WORK TASK:
Wherever the string "hand" appears in the listing, copy that line.

EXCERPTED RECORDS:

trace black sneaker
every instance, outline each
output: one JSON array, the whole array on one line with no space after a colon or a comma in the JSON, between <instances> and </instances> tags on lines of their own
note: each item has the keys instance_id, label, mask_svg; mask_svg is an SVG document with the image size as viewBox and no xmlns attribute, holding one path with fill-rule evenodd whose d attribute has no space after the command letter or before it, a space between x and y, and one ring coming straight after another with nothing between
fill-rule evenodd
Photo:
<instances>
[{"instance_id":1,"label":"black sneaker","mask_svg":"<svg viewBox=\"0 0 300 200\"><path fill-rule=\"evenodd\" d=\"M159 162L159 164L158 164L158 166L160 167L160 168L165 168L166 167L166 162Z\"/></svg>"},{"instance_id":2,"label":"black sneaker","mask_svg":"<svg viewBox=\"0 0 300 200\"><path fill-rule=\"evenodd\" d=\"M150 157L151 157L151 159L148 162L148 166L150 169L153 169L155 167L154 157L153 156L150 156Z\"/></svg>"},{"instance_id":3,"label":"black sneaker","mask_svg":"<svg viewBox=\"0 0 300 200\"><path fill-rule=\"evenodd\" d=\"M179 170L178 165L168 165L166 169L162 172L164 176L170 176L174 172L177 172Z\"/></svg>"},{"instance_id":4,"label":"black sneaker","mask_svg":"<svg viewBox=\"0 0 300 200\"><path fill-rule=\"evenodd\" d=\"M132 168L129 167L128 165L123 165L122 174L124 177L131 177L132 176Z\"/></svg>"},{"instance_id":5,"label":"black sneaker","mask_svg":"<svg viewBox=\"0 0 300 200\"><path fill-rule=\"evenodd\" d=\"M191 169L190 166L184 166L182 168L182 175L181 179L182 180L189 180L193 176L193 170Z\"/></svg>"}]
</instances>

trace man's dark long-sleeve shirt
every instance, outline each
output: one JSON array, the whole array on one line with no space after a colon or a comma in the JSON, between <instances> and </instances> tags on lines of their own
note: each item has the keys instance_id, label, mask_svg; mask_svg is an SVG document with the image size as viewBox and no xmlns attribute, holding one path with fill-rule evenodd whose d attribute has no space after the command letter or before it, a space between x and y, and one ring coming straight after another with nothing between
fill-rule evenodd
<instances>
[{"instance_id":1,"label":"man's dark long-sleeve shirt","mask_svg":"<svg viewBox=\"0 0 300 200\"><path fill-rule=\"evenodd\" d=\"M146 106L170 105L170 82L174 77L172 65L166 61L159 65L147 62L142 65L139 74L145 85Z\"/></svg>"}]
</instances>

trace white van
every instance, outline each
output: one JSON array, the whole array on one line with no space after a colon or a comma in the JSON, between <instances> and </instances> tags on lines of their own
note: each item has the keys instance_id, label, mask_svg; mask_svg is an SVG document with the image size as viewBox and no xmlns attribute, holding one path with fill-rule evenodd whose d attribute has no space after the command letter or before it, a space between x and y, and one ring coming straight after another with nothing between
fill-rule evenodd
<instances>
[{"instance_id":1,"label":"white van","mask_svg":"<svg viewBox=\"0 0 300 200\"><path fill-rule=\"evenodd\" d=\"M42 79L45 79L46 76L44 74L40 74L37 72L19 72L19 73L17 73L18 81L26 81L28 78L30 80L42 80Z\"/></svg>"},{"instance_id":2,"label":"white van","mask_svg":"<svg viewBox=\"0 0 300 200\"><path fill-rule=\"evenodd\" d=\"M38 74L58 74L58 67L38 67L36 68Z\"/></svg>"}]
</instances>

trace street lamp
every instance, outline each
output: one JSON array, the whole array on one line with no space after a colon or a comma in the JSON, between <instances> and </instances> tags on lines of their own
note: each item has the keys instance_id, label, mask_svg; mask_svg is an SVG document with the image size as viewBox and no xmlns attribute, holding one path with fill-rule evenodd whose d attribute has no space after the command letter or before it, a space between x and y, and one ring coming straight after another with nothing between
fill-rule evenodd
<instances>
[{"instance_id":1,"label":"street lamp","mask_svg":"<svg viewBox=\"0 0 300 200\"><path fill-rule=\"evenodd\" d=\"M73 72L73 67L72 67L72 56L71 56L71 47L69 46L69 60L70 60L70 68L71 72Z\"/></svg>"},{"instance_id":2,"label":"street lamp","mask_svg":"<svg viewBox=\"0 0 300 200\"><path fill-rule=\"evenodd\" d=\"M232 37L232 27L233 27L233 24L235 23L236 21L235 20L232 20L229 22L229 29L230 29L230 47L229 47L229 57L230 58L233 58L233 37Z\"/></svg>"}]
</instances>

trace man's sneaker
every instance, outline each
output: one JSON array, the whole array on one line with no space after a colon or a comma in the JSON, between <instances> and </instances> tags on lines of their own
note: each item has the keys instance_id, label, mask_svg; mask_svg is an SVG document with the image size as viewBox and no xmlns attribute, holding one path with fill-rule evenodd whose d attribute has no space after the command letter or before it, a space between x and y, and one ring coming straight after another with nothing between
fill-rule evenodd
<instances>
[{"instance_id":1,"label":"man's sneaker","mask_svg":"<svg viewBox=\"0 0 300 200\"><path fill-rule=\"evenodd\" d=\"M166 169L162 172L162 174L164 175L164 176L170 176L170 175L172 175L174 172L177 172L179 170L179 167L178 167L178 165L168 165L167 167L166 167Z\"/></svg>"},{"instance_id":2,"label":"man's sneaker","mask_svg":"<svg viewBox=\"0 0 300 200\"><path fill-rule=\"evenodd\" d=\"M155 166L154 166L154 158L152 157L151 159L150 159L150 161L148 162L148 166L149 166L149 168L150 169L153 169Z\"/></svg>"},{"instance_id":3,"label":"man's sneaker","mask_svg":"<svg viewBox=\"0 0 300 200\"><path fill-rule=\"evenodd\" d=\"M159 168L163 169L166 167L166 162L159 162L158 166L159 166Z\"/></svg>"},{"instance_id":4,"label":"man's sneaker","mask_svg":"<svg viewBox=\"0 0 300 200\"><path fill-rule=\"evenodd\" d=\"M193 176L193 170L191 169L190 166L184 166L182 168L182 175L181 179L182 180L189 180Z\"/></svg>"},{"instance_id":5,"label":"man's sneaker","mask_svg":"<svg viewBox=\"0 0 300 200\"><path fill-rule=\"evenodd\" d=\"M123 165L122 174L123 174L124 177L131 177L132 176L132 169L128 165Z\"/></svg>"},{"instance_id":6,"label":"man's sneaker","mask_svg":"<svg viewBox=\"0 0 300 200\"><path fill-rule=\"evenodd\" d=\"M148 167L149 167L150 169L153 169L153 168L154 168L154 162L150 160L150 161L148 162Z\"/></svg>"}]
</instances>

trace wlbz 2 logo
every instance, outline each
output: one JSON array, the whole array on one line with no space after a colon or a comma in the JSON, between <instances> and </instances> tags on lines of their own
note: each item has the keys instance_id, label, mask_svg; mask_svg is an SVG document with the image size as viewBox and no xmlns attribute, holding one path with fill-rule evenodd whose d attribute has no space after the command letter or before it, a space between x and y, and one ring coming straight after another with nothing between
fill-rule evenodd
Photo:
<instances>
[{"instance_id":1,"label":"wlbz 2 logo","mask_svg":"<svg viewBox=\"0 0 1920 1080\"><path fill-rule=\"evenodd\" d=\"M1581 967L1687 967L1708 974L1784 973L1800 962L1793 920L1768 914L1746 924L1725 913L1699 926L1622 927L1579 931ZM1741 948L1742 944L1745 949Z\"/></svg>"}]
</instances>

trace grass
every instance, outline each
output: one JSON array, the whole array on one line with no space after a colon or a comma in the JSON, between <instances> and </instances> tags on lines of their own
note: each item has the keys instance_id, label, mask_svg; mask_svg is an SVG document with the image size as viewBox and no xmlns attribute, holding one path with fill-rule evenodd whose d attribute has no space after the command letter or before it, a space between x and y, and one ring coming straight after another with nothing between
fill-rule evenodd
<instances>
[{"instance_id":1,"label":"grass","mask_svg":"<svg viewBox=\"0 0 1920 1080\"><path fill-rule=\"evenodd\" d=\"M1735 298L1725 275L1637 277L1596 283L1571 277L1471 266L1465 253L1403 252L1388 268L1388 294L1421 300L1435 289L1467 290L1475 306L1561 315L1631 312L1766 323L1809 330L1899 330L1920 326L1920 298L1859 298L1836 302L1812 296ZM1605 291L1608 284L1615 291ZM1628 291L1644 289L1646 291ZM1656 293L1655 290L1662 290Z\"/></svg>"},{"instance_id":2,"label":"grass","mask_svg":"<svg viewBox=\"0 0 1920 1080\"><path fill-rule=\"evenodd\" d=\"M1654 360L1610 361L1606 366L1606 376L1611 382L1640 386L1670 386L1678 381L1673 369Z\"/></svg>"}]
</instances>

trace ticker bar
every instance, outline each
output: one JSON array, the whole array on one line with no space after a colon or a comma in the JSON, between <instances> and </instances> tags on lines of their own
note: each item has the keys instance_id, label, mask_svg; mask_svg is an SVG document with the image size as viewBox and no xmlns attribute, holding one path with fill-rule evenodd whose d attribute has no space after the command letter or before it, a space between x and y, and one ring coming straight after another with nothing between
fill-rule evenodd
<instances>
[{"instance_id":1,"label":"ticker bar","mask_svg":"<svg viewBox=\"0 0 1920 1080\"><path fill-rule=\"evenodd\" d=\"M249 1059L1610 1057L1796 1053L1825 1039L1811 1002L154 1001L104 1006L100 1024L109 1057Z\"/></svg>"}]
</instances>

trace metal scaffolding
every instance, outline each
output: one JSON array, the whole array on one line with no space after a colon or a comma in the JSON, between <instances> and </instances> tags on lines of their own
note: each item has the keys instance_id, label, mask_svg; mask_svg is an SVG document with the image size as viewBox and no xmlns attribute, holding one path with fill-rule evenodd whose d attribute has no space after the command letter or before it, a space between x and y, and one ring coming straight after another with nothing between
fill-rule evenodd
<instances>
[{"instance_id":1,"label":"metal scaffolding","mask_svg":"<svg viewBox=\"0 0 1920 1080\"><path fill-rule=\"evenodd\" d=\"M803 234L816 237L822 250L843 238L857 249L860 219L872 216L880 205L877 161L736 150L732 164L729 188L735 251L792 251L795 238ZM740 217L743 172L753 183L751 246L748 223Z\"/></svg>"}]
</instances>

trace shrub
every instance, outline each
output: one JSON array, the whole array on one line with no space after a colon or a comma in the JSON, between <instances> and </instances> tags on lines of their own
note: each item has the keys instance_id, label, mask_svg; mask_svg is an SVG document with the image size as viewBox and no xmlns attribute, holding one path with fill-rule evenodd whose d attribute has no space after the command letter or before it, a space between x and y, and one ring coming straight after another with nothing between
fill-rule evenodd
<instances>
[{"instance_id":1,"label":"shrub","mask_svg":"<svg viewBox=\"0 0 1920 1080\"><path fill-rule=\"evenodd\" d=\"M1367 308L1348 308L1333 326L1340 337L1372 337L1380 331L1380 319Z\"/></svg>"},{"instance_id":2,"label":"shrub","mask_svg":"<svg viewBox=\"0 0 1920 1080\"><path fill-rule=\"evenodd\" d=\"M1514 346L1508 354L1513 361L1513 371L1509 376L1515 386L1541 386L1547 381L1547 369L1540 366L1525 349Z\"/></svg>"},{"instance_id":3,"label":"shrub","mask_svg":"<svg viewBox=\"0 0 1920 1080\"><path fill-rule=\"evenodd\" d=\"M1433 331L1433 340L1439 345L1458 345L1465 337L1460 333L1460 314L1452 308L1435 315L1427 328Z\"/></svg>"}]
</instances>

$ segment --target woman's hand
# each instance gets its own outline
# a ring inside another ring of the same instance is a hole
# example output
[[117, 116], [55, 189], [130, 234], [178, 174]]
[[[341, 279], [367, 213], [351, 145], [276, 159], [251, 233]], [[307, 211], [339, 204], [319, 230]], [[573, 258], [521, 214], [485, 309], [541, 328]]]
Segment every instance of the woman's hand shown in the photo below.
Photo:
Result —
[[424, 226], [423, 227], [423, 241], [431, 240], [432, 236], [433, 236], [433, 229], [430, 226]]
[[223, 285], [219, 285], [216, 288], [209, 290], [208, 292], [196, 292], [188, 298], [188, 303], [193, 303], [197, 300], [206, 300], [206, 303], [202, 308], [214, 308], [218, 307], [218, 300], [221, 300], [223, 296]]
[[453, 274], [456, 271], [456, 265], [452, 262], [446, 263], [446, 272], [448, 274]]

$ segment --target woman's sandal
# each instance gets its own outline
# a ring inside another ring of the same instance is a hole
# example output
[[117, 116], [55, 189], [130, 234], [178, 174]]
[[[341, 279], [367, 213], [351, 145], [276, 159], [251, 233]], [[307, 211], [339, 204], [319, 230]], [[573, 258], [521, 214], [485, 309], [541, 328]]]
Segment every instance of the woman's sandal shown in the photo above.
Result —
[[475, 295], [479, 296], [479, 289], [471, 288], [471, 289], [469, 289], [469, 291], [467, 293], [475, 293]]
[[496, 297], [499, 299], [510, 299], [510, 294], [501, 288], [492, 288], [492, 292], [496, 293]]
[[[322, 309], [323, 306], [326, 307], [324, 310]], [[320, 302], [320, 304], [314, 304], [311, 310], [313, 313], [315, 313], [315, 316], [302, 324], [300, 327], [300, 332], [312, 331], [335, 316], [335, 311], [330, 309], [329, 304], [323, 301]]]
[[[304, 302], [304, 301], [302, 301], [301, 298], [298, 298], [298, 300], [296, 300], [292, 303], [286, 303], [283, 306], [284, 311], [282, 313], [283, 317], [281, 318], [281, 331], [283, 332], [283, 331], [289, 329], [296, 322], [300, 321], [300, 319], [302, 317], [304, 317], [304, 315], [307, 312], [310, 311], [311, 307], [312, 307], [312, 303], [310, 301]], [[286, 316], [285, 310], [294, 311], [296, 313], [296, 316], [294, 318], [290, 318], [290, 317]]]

SOLUTION TO THIS PROBLEM:
$ segment --target woman's hand
Segment every instance of the woman's hand shown in the photo below.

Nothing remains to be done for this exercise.